What sort of business protection policy works best?

This article is part of
Guide to business protection

What sort of business protection policy works best?

There are different types of business protection, many of which operate at different levels and cover different people or risks.

It is worth getting to know not just your corporate client but their whole business – and the people who make the firm the success that it is.

The type of cover will depend in part on the employees, the size of the firm, the cashflow and liabilities and the structure of the firm. 

As Richard Kateley, head of intermediary development for Legal & General, says: "It depends on the make-up of the business, what they are seeking to protect and, in many cases, the age of the firm and where it sits in the business lifecycle."

Key man cover

Key man cover – or, to be more politically correct, key person cover (KPC) – is one of the most go-to areas for protection advisers.

Alan Lakey, adviser for Hertfordshire-based Highclere Financial Solutions and founder of CI Expert, thinks this is usually the “first consideration”, and explains: “KPC is usually the first consideration because for many businesses the death of non-availability of the key person could mean the death of the company.”
________________________
EXERCISE TASKS —
• a. Please list the things that Richard Kateley, in the business protection article, says the right cover depends on.
• b. Using the business protection article, decide whether each statement agrees with it. Give yes or no with the deciding words quoted. (i) Key person cover is another name for key man cover. (ii) Alan Lakey is head of intermediary development for Legal & General. (iii) Highclere Financial Solutions is based in Hertfordshire.
The entries play no part in this work.

[Stored items]
________________________
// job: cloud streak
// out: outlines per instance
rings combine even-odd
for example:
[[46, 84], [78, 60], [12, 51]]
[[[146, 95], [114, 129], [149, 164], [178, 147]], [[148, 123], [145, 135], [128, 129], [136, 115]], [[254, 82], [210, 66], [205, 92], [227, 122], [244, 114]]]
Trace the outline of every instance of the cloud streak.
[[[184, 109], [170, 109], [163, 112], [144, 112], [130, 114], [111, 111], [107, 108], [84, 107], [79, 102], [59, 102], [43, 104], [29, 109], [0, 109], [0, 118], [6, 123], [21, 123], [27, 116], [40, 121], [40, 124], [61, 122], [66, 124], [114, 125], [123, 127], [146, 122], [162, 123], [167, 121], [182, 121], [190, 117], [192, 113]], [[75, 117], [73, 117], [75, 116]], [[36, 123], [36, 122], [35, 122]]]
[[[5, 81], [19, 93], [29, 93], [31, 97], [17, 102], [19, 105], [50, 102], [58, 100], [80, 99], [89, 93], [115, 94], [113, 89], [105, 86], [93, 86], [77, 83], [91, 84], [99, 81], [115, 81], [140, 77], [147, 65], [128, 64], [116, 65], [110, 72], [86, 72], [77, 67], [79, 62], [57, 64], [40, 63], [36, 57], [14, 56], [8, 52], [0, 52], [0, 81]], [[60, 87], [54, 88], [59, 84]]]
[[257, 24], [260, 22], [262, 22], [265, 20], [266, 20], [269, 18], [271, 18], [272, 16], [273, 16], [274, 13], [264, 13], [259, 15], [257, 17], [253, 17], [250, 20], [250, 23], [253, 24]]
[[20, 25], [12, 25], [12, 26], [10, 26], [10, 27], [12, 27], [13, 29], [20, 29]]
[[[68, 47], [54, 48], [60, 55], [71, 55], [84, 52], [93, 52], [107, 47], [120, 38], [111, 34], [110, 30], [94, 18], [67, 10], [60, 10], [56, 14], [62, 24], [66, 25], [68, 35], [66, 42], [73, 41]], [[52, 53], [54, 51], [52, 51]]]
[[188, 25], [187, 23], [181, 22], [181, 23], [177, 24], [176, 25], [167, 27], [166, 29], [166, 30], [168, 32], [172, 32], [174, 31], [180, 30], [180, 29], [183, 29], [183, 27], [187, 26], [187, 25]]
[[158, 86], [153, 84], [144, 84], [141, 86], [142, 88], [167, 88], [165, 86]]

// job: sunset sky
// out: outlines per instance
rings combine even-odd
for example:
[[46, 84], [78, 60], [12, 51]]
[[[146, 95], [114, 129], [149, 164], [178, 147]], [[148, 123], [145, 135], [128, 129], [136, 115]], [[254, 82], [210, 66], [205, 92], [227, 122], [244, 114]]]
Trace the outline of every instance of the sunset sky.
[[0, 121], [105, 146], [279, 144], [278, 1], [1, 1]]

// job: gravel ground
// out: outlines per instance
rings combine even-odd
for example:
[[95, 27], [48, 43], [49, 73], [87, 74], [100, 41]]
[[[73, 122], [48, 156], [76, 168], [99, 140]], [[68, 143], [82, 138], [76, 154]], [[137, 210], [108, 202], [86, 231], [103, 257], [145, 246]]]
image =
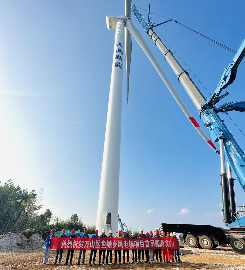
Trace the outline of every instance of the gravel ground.
[[[95, 268], [98, 270], [106, 269], [229, 269], [245, 270], [245, 254], [240, 254], [233, 251], [231, 248], [219, 247], [214, 249], [206, 250], [202, 249], [191, 249], [193, 254], [181, 256], [183, 262], [171, 263], [170, 264], [117, 264], [99, 266], [77, 265], [79, 251], [75, 250], [72, 265], [64, 265], [67, 251], [64, 251], [60, 266], [53, 265], [56, 252], [52, 251], [48, 261], [48, 264], [42, 264], [44, 250], [42, 249], [35, 250], [0, 250], [0, 269], [65, 269]], [[114, 252], [113, 252], [114, 257]], [[87, 251], [85, 263], [88, 263], [89, 252]], [[96, 263], [98, 263], [98, 253], [96, 257]], [[131, 251], [130, 261], [131, 261]], [[112, 261], [114, 261], [113, 258]]]

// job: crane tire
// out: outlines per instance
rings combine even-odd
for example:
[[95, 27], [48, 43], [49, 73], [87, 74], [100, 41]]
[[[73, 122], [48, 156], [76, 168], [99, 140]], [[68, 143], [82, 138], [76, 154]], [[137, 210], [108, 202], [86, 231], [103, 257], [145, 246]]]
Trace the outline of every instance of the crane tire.
[[186, 243], [191, 248], [196, 248], [198, 244], [198, 240], [193, 234], [188, 234], [186, 237]]
[[240, 238], [232, 238], [230, 244], [233, 249], [240, 253], [245, 253], [245, 241]]
[[213, 245], [212, 239], [207, 235], [202, 235], [199, 238], [199, 243], [205, 249], [211, 249]]

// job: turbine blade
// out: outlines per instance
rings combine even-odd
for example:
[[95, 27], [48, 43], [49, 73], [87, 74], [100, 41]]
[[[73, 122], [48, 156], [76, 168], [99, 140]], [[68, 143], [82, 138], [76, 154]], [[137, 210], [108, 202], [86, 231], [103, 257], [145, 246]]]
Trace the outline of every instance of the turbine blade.
[[[131, 20], [131, 6], [132, 0], [125, 0], [125, 17], [126, 21]], [[126, 24], [125, 24], [126, 25]], [[128, 105], [128, 92], [129, 86], [129, 74], [131, 63], [132, 51], [132, 42], [131, 34], [126, 27], [125, 29], [125, 53], [126, 58], [126, 69], [127, 72], [127, 98]]]
[[131, 63], [132, 51], [132, 42], [131, 34], [127, 28], [125, 29], [125, 52], [126, 58], [126, 69], [127, 72], [127, 97], [128, 105], [128, 90], [129, 85], [129, 74]]
[[132, 0], [125, 0], [124, 6], [125, 7], [125, 17], [130, 17], [131, 16], [131, 6]]

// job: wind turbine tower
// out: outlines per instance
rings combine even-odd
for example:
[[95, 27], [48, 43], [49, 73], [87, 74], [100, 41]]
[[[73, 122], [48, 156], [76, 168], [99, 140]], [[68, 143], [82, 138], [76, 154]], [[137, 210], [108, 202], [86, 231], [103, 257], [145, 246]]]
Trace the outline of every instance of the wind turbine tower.
[[[130, 2], [129, 6], [131, 8], [131, 1], [128, 2]], [[106, 17], [107, 28], [116, 32], [96, 228], [100, 232], [105, 229], [107, 235], [110, 230], [115, 235], [118, 225], [125, 17]], [[129, 33], [126, 33], [128, 35]], [[131, 52], [130, 54], [131, 56]]]

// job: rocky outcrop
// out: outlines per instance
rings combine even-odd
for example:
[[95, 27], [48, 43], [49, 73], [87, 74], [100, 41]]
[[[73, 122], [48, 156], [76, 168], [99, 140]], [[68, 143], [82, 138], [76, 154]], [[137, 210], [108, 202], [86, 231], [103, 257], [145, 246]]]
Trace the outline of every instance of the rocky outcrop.
[[0, 248], [18, 247], [35, 248], [42, 247], [45, 242], [42, 233], [34, 230], [27, 230], [21, 233], [11, 233], [0, 235]]

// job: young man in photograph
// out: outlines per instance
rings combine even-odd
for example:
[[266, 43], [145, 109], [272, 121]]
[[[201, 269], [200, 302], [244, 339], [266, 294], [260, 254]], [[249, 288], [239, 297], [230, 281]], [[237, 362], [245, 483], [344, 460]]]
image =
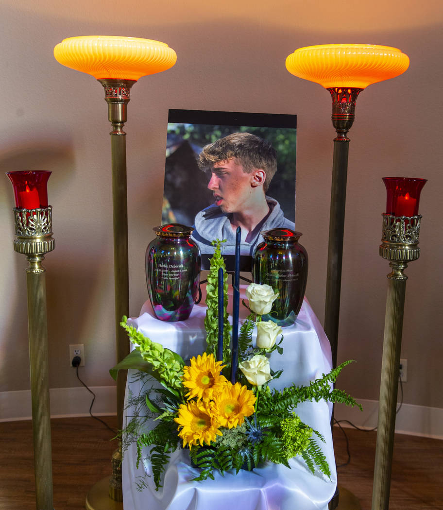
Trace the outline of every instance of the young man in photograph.
[[214, 252], [216, 239], [226, 240], [223, 253], [233, 253], [238, 226], [241, 253], [251, 256], [263, 240], [260, 232], [295, 228], [278, 202], [266, 195], [277, 170], [277, 153], [269, 142], [250, 133], [233, 133], [204, 147], [197, 162], [211, 175], [207, 187], [214, 197], [214, 203], [195, 217], [192, 237], [202, 254]]

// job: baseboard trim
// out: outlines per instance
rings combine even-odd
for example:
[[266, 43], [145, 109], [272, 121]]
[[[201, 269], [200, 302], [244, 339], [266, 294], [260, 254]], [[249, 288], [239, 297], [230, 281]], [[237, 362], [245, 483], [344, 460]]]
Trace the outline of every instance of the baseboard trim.
[[[96, 395], [92, 413], [96, 416], [116, 414], [115, 386], [95, 386], [91, 389]], [[89, 416], [92, 395], [83, 387], [59, 388], [49, 390], [51, 418]], [[337, 404], [334, 410], [336, 419], [349, 420], [357, 427], [373, 428], [378, 417], [377, 400], [357, 399], [363, 406], [357, 407]], [[31, 390], [0, 392], [0, 421], [30, 420], [32, 418]], [[346, 423], [343, 427], [349, 427]], [[443, 409], [403, 404], [397, 415], [396, 432], [443, 439]]]
[[[378, 401], [356, 400], [363, 406], [362, 412], [357, 407], [338, 404], [334, 407], [334, 417], [337, 420], [349, 420], [361, 428], [377, 426]], [[351, 426], [346, 423], [340, 424], [342, 427]], [[404, 403], [397, 415], [395, 431], [399, 434], [443, 439], [443, 409]]]
[[[117, 414], [115, 386], [92, 386], [95, 394], [92, 407], [95, 416]], [[83, 386], [49, 390], [51, 418], [89, 416], [92, 395]], [[0, 421], [30, 420], [32, 417], [31, 390], [0, 392]]]

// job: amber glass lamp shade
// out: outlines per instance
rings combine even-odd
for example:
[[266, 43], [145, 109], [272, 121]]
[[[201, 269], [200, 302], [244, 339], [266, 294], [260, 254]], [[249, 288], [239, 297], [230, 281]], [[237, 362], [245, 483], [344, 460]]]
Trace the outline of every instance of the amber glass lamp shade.
[[420, 192], [427, 179], [383, 177], [386, 186], [386, 214], [395, 216], [414, 216], [419, 214]]
[[15, 207], [20, 209], [47, 207], [47, 185], [51, 173], [47, 170], [7, 172], [14, 188]]
[[63, 65], [97, 80], [135, 81], [169, 69], [177, 60], [175, 52], [164, 42], [103, 35], [63, 39], [54, 48], [54, 57]]
[[368, 85], [394, 78], [409, 65], [397, 48], [376, 44], [321, 44], [296, 49], [286, 59], [286, 68], [300, 78], [325, 89]]

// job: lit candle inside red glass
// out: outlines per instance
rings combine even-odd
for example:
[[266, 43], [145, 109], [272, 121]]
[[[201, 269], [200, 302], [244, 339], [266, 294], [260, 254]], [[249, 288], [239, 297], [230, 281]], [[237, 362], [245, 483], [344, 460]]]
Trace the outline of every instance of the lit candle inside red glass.
[[34, 188], [31, 189], [27, 184], [24, 191], [20, 191], [18, 193], [20, 207], [25, 209], [36, 209], [40, 207], [40, 197], [38, 191]]
[[397, 207], [395, 215], [396, 216], [413, 216], [415, 209], [417, 200], [409, 196], [409, 194], [400, 195], [397, 199]]
[[37, 209], [48, 207], [47, 184], [51, 172], [47, 170], [22, 170], [7, 172], [12, 183], [15, 207]]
________________________
EXERCISE SOLUTIONS —
• a.
- The make-up of the business
- What they are seeking to protect
- The age of the firm
- Where it sits in the business lifecycle

• b.
(i) Yes: "Key man cover – or, to be more politically correct, key person cover (KPC)"
(ii) No: "Richard Kateley, head of intermediary development for Legal & General"
(iii) Yes: "Hertfordshire-based Highclere Financial Solutions"